DARPA Invests $100M in Genetic Extinction Technologies

When technology and science come together, interesting and scary things are bound to happen sooner or later. A US military agency is looking at ways to invest in genetic extinction technologies. Rather than using said technology against humans, however, the goal is to wipe out species of animals notorious for carrying diseases. It is an interesting train of thought that will send some shockwaves throughout the industry.

Genetic Extinction Technologies are of great Interest

It is rather remarkable to see the US’s Defense Advanced Research Projects Agency (DARPA) become a major funder of research into genetic extinction technologies. Every time the US military gets involved in science or technology, it is often as a way to create new forms of weaponry. For now, the US$100 million in funding will be put to some good uses, by the look of things.

More specifically, the agency is investing this money into technologies which can wipe out dangerous animals and insects. The first order of business is getting rid of malarial mosquitoes, although invasive rodents and other undisclosed species are also on the list. It is evident there are some “problems” in nature which can be addressed with these technologies, although going against Mother Nature has never worked out in favor of mankind so far. For every victory we score in this regard, the planet will find a way to strike back.

**RECORDED DATA:**
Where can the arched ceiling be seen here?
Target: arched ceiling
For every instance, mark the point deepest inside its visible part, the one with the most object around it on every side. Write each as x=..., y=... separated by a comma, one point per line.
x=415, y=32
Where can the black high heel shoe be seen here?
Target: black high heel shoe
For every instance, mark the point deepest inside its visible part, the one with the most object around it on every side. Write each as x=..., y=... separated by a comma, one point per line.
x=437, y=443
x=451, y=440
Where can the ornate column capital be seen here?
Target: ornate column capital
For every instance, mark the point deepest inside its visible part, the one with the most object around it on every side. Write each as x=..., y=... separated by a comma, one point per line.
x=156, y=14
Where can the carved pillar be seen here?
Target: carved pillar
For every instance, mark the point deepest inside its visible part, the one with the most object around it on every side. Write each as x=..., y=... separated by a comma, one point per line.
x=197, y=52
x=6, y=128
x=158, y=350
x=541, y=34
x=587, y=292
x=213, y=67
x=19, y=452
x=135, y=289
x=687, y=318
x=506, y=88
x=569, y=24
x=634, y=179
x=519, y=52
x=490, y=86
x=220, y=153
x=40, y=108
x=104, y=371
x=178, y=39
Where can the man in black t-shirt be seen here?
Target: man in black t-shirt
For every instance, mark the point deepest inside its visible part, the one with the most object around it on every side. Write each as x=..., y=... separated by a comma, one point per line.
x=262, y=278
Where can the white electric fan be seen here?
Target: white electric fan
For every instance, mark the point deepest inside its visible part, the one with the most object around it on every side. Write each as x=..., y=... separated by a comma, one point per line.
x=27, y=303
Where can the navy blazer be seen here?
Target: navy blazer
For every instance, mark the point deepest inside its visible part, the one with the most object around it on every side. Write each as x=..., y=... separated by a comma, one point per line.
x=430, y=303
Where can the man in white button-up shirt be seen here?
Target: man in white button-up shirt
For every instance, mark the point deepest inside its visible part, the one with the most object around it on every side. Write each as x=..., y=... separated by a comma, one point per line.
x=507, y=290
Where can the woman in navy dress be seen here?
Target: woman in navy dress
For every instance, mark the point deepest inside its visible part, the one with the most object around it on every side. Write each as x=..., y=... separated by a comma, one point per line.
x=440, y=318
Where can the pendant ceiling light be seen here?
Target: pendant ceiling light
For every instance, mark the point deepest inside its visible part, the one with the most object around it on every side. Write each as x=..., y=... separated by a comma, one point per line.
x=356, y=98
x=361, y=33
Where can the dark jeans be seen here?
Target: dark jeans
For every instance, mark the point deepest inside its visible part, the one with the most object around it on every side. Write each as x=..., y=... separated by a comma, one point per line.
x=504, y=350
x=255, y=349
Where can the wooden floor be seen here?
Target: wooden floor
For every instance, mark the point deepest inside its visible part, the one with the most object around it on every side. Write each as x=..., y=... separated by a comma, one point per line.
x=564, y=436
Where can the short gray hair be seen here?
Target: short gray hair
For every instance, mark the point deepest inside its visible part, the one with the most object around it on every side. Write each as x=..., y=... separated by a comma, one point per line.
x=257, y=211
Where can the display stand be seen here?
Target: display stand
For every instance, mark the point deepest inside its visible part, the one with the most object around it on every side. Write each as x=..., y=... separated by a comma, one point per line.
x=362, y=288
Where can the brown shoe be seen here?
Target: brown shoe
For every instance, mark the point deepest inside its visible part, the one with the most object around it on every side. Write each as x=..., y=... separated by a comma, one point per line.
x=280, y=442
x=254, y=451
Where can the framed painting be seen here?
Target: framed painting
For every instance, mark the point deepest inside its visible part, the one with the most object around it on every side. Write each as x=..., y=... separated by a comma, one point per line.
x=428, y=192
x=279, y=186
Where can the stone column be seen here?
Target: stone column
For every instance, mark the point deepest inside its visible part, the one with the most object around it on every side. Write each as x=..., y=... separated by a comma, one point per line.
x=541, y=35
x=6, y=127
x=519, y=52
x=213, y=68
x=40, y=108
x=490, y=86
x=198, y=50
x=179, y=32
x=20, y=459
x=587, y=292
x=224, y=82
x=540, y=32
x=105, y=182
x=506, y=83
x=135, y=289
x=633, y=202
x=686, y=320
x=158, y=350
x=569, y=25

**TASK INSTRUCTIONS:** In the DARPA article, shorten the paragraph that begins "More specifically, the agency is investing" while keeping its main facts. The material can be set aside.

**RESULT:** The agency is funding technologies to wipe out dangerous animals and insects. Malarial mosquitoes come first, with invasive rodents and other undisclosed species also listed. These technologies may address some "problems" in nature, but going against Mother Nature has never favored mankind, and the planet strikes back for every victory.